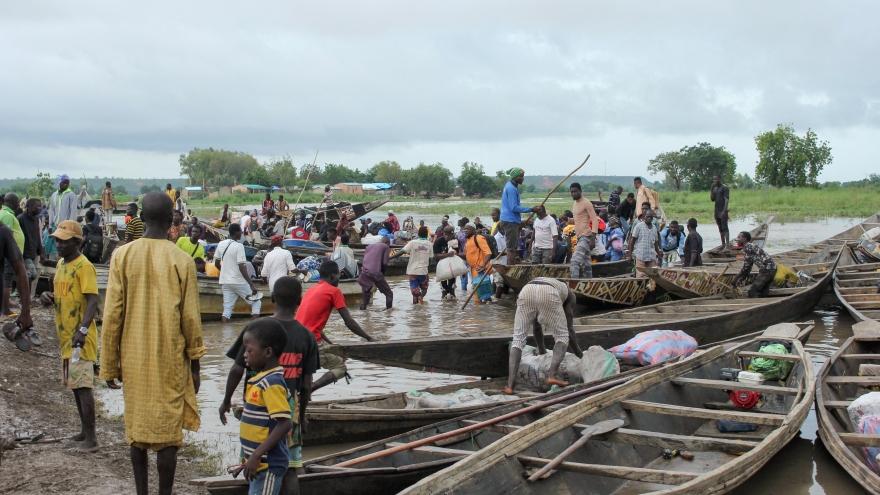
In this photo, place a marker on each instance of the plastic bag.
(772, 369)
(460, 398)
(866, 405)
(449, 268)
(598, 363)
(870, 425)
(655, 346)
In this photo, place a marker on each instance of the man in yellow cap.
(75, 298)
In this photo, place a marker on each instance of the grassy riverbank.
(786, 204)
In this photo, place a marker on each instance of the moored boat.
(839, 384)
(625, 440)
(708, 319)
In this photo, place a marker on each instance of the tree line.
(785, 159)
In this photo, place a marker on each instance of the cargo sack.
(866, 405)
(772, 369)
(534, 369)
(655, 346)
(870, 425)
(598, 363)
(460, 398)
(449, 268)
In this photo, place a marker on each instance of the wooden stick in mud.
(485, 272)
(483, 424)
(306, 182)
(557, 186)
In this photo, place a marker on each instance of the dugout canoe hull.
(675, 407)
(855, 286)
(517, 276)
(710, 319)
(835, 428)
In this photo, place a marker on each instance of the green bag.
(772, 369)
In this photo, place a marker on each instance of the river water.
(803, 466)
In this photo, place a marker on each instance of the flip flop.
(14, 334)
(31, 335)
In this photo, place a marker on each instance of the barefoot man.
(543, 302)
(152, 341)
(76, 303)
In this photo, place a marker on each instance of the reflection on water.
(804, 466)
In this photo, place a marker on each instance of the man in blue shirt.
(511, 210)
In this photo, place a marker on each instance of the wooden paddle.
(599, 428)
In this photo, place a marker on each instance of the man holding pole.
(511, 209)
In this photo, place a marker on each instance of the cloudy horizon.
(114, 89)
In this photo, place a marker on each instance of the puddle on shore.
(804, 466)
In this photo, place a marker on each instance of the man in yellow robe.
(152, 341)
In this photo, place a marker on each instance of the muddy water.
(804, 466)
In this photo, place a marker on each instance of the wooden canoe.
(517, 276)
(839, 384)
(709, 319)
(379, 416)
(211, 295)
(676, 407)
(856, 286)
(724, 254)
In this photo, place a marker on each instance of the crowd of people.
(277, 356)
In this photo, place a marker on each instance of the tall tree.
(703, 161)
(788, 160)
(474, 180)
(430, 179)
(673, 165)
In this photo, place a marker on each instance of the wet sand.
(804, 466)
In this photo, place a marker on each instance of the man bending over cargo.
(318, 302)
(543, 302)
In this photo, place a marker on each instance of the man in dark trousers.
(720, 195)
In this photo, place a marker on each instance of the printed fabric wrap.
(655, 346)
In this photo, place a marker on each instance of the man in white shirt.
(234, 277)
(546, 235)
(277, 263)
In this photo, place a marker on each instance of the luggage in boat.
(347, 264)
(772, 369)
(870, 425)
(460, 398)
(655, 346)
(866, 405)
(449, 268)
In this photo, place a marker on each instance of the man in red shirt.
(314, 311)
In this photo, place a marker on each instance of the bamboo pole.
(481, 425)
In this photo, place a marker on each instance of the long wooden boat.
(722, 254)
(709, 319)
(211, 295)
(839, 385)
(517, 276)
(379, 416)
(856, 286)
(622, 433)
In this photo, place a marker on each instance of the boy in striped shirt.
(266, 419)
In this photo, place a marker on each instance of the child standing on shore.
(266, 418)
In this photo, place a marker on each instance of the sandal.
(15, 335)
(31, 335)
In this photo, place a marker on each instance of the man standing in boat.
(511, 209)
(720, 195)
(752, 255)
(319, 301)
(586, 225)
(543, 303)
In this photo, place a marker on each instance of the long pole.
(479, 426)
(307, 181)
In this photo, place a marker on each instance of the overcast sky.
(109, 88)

────────────────────

What you have to do:
Repeat every one of the lines above word for word, leaving out the picture.

The response:
In this photo, place a marker on each instance of the plastic bag.
(772, 369)
(460, 398)
(866, 405)
(449, 268)
(598, 363)
(870, 425)
(655, 346)
In this photo, place a marker on each instance of the man in yellow cap.
(75, 298)
In this photo, place a marker on each instance of the grassy riverbank.
(786, 204)
In this photo, place a marker on each instance of the moored boat.
(839, 384)
(625, 440)
(708, 319)
In this photo, place a marker on each instance of the tree line.
(785, 159)
In this photo, place a marker on each instance of the cargo sack.
(866, 405)
(772, 369)
(534, 369)
(655, 346)
(870, 425)
(598, 363)
(460, 398)
(449, 268)
In this photo, place a marker on each instance of the wooden stick in mud.
(485, 272)
(483, 424)
(306, 182)
(557, 186)
In this photo, place a marker on each instance of the dugout canoe hull.
(675, 407)
(855, 286)
(517, 276)
(710, 319)
(835, 428)
In this photo, place a marker on each instance of the green bag.
(772, 369)
In this photo, place a marker on each instance of the river water.
(803, 466)
In this photo, place a marker on each instance of the flip flop.
(14, 334)
(31, 335)
In this photo, place a marker on each instance of the barefoot man.
(543, 302)
(152, 341)
(76, 303)
In this photo, place a marker on each instance of the reflection on water.
(804, 466)
In this photo, place a marker on each instance of the man in blue shirt.
(511, 210)
In this photo, place a marker on each instance of the wooden paddle.
(599, 428)
In this photo, place a marker on each instance of the man holding pole.
(511, 209)
In this photo, place a marker on each instance of the cloudy horizon.
(114, 89)
In this photo, place a marker on each instance of the puddle on shore.
(804, 466)
In this photo, place a marker on each instance of the man in yellow robe.
(152, 341)
In this photo, place a marker on each instance of the muddy water.
(804, 466)
In this photo, place a marker on each instance of the wooden canoe.
(517, 276)
(839, 384)
(709, 319)
(379, 416)
(211, 295)
(676, 407)
(856, 286)
(724, 254)
In this photo, place a marker on each instance of the crowd of people.
(277, 356)
In this photo, place a marker on each instance of the tall tree.
(703, 161)
(788, 160)
(474, 180)
(430, 179)
(673, 165)
In this photo, place a marker on each instance of the wet sand.
(804, 466)
In this photo, place a marker on each instance of the man bending over cargo.
(318, 302)
(543, 302)
In this photo, place a marker on each instance of the man in dark trousers.
(720, 195)
In this photo, place a marker on each instance of the printed fabric wrap.
(655, 346)
In this photo, place a marker on each instance of the man in white shirt.
(234, 277)
(546, 235)
(277, 263)
In this photo, place a marker on each instance of the luggage in boat.
(347, 264)
(772, 369)
(870, 425)
(460, 398)
(655, 346)
(866, 405)
(449, 268)
In this photo, place a marker on each instance of the man in red shirt.
(314, 311)
In this photo, place a marker on each instance of the bamboo pole.
(481, 425)
In this photo, place a marker on each instance of the long wooden boat.
(722, 254)
(709, 319)
(211, 295)
(839, 385)
(517, 276)
(379, 416)
(856, 286)
(622, 433)
In this photo, place a marker on each instance of the boy in striped shirt.
(266, 419)
In this photo, place a marker on each instance of the child standing on shore.
(266, 418)
In this photo, place a marker on each instance of the sandal.
(15, 335)
(31, 335)
In this photo, place a marker on each instance of the man standing in boat.
(511, 209)
(720, 195)
(752, 255)
(319, 301)
(586, 225)
(543, 303)
In this photo, place a marker on each instance of the long pole.
(479, 426)
(307, 181)
In this photo, place a marker on each instance of the overcast sky.
(109, 88)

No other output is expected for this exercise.